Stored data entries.
---*---

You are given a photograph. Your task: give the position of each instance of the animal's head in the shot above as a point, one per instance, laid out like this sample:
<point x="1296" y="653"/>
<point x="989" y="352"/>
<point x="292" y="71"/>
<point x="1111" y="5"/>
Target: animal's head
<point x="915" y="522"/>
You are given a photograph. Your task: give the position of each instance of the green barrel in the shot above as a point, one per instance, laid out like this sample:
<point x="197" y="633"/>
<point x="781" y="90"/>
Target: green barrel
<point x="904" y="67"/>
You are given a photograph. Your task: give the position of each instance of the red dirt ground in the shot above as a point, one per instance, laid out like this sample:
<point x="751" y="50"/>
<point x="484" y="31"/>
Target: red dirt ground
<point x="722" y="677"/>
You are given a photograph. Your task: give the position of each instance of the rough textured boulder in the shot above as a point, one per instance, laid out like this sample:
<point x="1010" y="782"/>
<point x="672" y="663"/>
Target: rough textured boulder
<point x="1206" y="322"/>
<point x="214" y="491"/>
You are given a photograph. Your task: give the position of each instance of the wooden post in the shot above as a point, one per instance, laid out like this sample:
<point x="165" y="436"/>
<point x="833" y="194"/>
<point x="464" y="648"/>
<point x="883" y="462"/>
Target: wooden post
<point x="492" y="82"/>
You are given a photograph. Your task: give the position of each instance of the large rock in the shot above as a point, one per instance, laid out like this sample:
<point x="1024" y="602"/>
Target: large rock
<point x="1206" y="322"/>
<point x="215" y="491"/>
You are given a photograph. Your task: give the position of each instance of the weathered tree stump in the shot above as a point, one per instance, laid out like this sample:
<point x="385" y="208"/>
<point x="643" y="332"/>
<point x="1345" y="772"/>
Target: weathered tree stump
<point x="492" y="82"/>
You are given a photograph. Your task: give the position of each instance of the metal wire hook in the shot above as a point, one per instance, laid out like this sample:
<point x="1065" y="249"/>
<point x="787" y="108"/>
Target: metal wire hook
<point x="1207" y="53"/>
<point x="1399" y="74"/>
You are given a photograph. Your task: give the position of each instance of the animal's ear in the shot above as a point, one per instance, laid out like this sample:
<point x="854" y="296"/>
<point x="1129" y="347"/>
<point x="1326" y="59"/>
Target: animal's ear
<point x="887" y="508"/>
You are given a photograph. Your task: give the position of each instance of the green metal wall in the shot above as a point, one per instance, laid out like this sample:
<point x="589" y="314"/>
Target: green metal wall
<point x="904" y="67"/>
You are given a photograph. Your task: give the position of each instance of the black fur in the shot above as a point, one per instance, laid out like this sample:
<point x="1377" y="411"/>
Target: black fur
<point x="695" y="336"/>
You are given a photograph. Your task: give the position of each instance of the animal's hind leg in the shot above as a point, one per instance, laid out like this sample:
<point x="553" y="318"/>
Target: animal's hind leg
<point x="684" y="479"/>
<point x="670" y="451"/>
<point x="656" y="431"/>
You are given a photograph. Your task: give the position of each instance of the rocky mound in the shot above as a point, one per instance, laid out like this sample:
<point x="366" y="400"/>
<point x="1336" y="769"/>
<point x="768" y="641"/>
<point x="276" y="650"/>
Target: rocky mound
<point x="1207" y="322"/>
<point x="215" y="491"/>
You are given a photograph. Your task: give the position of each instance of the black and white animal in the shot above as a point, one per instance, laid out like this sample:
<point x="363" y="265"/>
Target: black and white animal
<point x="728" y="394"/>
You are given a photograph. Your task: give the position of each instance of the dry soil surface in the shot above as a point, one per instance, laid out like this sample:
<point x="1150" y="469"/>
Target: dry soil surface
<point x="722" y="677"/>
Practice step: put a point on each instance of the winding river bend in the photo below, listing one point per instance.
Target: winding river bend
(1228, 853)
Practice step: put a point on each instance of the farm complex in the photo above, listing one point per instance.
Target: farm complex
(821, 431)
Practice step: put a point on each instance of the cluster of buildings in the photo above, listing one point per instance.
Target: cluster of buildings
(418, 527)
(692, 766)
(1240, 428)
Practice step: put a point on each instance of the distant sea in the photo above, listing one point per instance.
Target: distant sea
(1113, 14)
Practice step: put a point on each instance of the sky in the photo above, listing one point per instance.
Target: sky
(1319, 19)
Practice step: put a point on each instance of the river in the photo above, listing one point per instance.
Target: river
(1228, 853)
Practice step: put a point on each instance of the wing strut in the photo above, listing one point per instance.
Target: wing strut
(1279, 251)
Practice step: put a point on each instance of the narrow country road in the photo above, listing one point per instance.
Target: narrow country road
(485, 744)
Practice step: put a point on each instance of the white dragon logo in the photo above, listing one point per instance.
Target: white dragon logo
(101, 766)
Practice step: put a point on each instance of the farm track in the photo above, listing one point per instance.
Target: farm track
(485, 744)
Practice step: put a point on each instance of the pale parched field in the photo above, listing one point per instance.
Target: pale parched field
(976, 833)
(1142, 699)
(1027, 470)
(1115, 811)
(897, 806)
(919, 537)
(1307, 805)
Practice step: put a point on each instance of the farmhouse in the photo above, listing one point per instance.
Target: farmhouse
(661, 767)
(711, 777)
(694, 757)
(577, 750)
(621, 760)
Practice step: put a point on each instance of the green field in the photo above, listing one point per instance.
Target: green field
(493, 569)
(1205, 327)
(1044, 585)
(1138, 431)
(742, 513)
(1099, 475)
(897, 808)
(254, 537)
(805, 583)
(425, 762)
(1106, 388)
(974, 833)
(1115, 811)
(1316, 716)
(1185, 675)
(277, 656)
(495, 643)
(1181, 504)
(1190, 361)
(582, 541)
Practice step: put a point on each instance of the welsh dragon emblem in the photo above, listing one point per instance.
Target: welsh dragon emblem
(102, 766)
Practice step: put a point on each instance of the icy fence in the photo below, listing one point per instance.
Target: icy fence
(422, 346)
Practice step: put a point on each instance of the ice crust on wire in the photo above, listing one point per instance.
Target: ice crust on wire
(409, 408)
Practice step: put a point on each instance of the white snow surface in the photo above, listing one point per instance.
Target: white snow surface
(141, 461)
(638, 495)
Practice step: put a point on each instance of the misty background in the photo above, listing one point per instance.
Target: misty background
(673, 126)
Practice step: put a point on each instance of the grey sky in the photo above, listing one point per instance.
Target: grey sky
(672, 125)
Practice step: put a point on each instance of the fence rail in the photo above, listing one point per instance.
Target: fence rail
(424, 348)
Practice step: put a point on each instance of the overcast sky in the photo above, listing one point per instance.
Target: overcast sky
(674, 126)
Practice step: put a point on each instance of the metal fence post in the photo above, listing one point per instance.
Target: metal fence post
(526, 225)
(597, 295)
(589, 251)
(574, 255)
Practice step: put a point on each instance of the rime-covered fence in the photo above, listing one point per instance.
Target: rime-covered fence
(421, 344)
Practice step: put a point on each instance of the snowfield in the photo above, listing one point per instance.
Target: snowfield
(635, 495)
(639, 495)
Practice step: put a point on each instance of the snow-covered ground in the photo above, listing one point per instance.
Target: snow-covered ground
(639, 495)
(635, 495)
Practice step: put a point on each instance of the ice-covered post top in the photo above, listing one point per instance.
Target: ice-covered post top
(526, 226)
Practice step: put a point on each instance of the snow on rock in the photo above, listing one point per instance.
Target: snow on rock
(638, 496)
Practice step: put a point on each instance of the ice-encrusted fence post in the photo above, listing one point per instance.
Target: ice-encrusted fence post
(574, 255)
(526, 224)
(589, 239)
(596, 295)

---*---

BRIEF. Transcribe each entry exactly.

EXPECTED ANSWER.
You are given a photograph. Your task: give the position of each instance of the animal's head in the shot above as a point, one per instance, laid out like this sample:
<point x="1296" y="653"/>
<point x="989" y="352"/>
<point x="292" y="71"/>
<point x="1111" y="5"/>
Target: animal's head
<point x="915" y="522"/>
You are given a photograph. Your task: give the position of each instance of the green barrel in the shot above as a point, one per instance, laid out like this sample:
<point x="197" y="633"/>
<point x="781" y="90"/>
Target: green barrel
<point x="904" y="67"/>
You are given a photograph. Your task: give the position of each instance of the red dirt ground in the shot above as a point, one per instance, laid out like this sample:
<point x="751" y="50"/>
<point x="484" y="31"/>
Target: red dirt ground
<point x="722" y="677"/>
You are given a photograph. Your task: give the position of each instance of the rough textured boulder in the shot above as a point, one per instance, laid out like this sample:
<point x="1010" y="782"/>
<point x="672" y="663"/>
Target: rough textured boulder
<point x="1206" y="322"/>
<point x="214" y="491"/>
You are given a photograph. Your task: give the position of each instance of the wooden post in the shot above as a point, one per instance, laid out like this sample:
<point x="165" y="436"/>
<point x="833" y="194"/>
<point x="464" y="648"/>
<point x="883" y="462"/>
Target: wooden post
<point x="492" y="82"/>
You are given a photograph. Your task: give the position of each instance of the large rock in the shot above as a point, one per instance, laid out like this sample:
<point x="1024" y="602"/>
Target: large rock
<point x="1206" y="322"/>
<point x="215" y="491"/>
You are given a photograph. Your task: give the position of each instance of the weathered tree stump in the shot above as a point, one per instance, laid out like this sample:
<point x="385" y="208"/>
<point x="643" y="332"/>
<point x="1345" y="772"/>
Target: weathered tree stump
<point x="492" y="82"/>
You are given a photograph. Your task: give the position of each instance of the metal wire hook in the shot above as a point, one per instance, laid out like this sample:
<point x="1065" y="249"/>
<point x="787" y="108"/>
Target: metal wire hook
<point x="1207" y="53"/>
<point x="1399" y="74"/>
You are given a photograph. Your task: give the position of each instance of the animal's ear in the shot above as a point, one per instance, laid out like this sample:
<point x="854" y="296"/>
<point x="1129" y="347"/>
<point x="1326" y="59"/>
Target: animal's ear
<point x="887" y="508"/>
You are given a photograph. Your task: give the position of each instance of the green metal wall in the shot above as a point, one per instance, laid out like this sample:
<point x="589" y="314"/>
Target: green metal wall
<point x="904" y="67"/>
You are given a photograph. Your task: give the position of each instance of the black fur in the shot above as a point, one per instance, laid out like this sample:
<point x="1377" y="411"/>
Target: black fur
<point x="695" y="336"/>
You are given a photograph. Your task: give the position of each instance of the animal's hind leg in the shot above as a point, one per instance, laid out like this sample:
<point x="553" y="318"/>
Target: animal's hind leg
<point x="684" y="479"/>
<point x="670" y="451"/>
<point x="656" y="431"/>
You are given a photograph. Your task: give the position of each instance of the rocky mound in the shot above as a point, one per instance, laid out like this sample:
<point x="366" y="400"/>
<point x="1336" y="769"/>
<point x="768" y="641"/>
<point x="276" y="650"/>
Target: rocky mound
<point x="1207" y="322"/>
<point x="215" y="491"/>
You are given a photograph. Your task: give the position of each instance of the black and white animal in the shot above as a point, one per instance, laid out like this sample:
<point x="363" y="265"/>
Target: black and white animal
<point x="728" y="394"/>
You are given a photograph. Your task: give the position of each instance of the dry soil surface in the shot above as a point, one per instance, laid out like this sample:
<point x="1150" y="469"/>
Target: dry soil surface
<point x="722" y="677"/>
Practice step: put a point on each instance of the winding river bend in the photo below, listing one point per instance.
Target: winding river bend
(1228, 853)
Practice step: put a point on each instance of the farm complex in the photo above, listing one point per instance.
Target: farm complex
(821, 431)
Practice step: put a point on each instance of the cluster of buildings in the photo above, listing one point per instance.
Target: cluster of buildings
(418, 527)
(692, 766)
(1240, 428)
Practice step: put a point on each instance of the distant sea in the photo above, listing one point per instance.
Target: distant sea
(1113, 14)
Practice step: put a point on each instance of the sky in the photo above, listing one point per instance.
Target: sky
(1319, 19)
Practice step: put a point on each instance of the river in the photo above, listing one point per instance.
Target: river
(1228, 853)
Practice step: put a point on each instance of the wing strut in the photo above, listing one point per instance.
Target: wing strut
(1279, 251)
Practice step: put a point on each instance of the narrow country road in the photo above, listing one point per instance.
Target: narrow country road
(485, 744)
Practice step: put a point on each instance of the white dragon logo in the photo above, listing one point per instance.
Target: white dragon logo
(101, 766)
Practice step: put a point on each instance of the farm track in the photo above, listing one point per instance.
Target: farm track
(485, 744)
Practice step: put a point on each instance of the pale parched field in the photo above, listing one point per instance.
Target: pale parched field
(976, 833)
(1142, 699)
(1027, 470)
(1115, 811)
(897, 806)
(919, 537)
(1307, 805)
Practice step: put a point on each instance of the farmhouse in the photo above, listing one point per instance.
Target: farmhouse
(661, 767)
(711, 777)
(694, 757)
(577, 750)
(621, 760)
Practice step: put a point on each instance of the green field in the photo above, listing one point per instance.
Target: green field
(493, 569)
(1205, 327)
(1044, 585)
(1138, 431)
(742, 513)
(1099, 475)
(897, 808)
(254, 537)
(805, 583)
(425, 762)
(1106, 388)
(974, 833)
(1115, 811)
(1316, 716)
(1185, 675)
(277, 656)
(495, 643)
(1181, 504)
(1190, 361)
(582, 541)
Practice step: put a point on each instance of the welsh dragon emblem in the photo above, listing one point per instance.
Target: welsh dragon emblem
(102, 766)
Practice step: put a point on each instance of the icy fence in the photo below, listing one point per instance.
Target: icy fence
(422, 346)
Practice step: put a point on each instance of the ice crust on wire in the photo above, listing one point per instance.
Target: ice crust on wire
(409, 408)
Practice step: put a point on each instance of the white snow surface in the photo above, listing one point per instance.
Target: white snow surface
(141, 461)
(638, 495)
Practice step: put a point on each instance of the misty background in the photo above, listing one point per instance.
Target: misty background
(673, 126)
Practice step: put a point on each instance of the grey sky in the photo above, listing one point per instance.
Target: grey sky
(672, 125)
Practice step: put a point on each instance of the fence rail in the photo above, listing one point per instance.
Target: fence rail
(424, 348)
Practice step: put a point on each instance of the overcast sky in the photo above, listing one point per instance.
Target: overcast sky
(674, 126)
Practice step: put a point on each instance of the metal fence post in the photo above, listing one point per instance.
Target: metal fence post
(526, 225)
(597, 295)
(589, 251)
(574, 255)
Practice step: put a point on each instance of the rime-covered fence in the photo above, listing one point per instance.
Target: rime-covered fence
(421, 344)
Practice step: put a point on each instance of the snowfield in the photo above, listing one point per instance.
Target: snowfield
(635, 495)
(639, 495)
Practice step: put a point on each instance of the snow-covered ground in the photo above, listing one point per instance.
Target: snow-covered ground
(639, 495)
(635, 495)
Practice step: put a point on each instance of the ice-covered post top in the photo above, listing one point per instance.
Target: ice-covered post top
(526, 226)
Practice step: put a point on each instance of the snow on rock in the photo above, listing one point per instance.
Target: snow on rock
(638, 496)
Practice step: put a point on each instance of the ice-encrusted fence post in the photo above, listing one point per instance.
Target: ice-encrusted fence post
(574, 255)
(526, 224)
(589, 239)
(596, 295)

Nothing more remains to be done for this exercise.